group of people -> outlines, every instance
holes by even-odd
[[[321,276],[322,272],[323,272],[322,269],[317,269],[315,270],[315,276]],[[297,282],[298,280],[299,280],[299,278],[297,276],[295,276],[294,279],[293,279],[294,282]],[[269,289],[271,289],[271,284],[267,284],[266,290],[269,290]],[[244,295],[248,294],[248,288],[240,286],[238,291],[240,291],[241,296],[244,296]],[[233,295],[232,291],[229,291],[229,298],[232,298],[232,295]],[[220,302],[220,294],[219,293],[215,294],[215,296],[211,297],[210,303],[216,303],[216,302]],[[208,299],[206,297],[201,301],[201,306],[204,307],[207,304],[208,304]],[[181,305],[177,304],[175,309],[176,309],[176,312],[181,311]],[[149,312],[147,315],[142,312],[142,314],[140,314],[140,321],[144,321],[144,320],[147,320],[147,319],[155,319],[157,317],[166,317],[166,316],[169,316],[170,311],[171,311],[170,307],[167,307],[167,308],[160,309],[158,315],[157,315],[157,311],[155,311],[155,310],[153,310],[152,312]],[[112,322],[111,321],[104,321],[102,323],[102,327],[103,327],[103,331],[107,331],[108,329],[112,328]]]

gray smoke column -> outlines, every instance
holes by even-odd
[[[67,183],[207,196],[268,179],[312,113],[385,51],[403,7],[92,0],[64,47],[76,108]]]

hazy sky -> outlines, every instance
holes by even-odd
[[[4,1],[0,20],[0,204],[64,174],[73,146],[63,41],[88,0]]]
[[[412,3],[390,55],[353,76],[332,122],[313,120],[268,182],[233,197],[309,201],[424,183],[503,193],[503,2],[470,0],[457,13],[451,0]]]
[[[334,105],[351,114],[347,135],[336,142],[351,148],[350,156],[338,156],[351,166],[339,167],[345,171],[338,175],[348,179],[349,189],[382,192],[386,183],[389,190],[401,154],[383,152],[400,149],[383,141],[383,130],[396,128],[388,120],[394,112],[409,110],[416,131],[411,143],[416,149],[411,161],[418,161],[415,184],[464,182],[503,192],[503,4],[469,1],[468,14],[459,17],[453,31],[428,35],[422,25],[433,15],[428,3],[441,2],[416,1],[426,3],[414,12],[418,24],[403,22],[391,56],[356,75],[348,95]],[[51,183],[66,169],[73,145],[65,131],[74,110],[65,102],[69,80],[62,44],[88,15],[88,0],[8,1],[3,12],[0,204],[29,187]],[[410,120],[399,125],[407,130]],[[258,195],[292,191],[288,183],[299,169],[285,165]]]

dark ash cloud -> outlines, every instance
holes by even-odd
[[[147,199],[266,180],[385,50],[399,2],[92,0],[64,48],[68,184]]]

* [What the task asks]:
Copy every line of the records above, keeping each character and line break unchanged.

* [Reply]:
group of people -> outlines, every instance
holes by even-odd
[[[321,276],[322,272],[323,272],[322,269],[317,269],[315,270],[315,276]],[[297,282],[298,280],[299,280],[299,278],[297,276],[295,276],[294,279],[293,279],[294,282]],[[269,289],[271,289],[271,284],[267,284],[266,290],[269,290]],[[244,295],[248,294],[248,288],[240,286],[238,291],[240,291],[241,296],[244,296]],[[233,295],[232,291],[229,291],[229,298],[232,298],[232,295]],[[220,302],[220,294],[219,293],[215,294],[215,296],[211,297],[210,303],[216,303],[216,302]],[[208,299],[206,297],[201,301],[201,306],[204,307],[207,304],[208,304]],[[181,305],[177,304],[175,309],[176,309],[176,312],[181,311]],[[149,312],[147,315],[142,312],[142,314],[140,314],[140,321],[144,321],[144,320],[147,320],[147,319],[155,319],[157,317],[166,317],[166,316],[169,316],[170,311],[171,311],[170,307],[167,307],[167,308],[160,309],[158,315],[157,315],[157,311],[155,311],[155,310],[153,310],[152,312]],[[112,322],[111,321],[104,321],[102,323],[102,327],[103,327],[103,331],[107,331],[108,329],[112,328]]]

gray smoke column -> outlines, every instance
holes by even-odd
[[[67,183],[207,196],[268,179],[312,113],[385,51],[403,7],[92,0],[64,47],[76,108]]]

hazy sky -> outlines, every instance
holes by even-odd
[[[4,1],[0,20],[0,204],[64,174],[73,146],[63,41],[88,0]]]
[[[412,3],[390,55],[353,76],[332,122],[313,120],[268,182],[233,197],[309,201],[424,183],[503,193],[503,2],[470,0],[457,13],[451,0]]]
[[[334,105],[351,114],[347,135],[336,142],[351,148],[350,156],[338,156],[351,166],[339,167],[345,171],[338,175],[348,179],[349,189],[382,192],[386,183],[389,190],[401,154],[383,152],[400,149],[383,141],[383,130],[396,128],[388,120],[394,112],[409,110],[416,131],[411,143],[416,149],[411,161],[418,161],[415,184],[464,182],[503,192],[503,4],[469,1],[468,14],[459,17],[453,31],[428,35],[422,25],[433,15],[428,3],[441,2],[416,1],[426,3],[414,12],[418,24],[403,22],[391,56],[356,75],[348,95]],[[51,183],[66,169],[73,145],[65,131],[74,110],[65,102],[69,80],[62,44],[88,15],[88,0],[8,1],[3,12],[0,204],[29,187]],[[410,120],[399,125],[407,130]],[[258,195],[292,191],[288,183],[299,169],[285,165]]]

dark ash cloud -> outlines, every instance
holes by even-odd
[[[147,199],[266,180],[385,50],[399,2],[92,0],[64,48],[68,184]]]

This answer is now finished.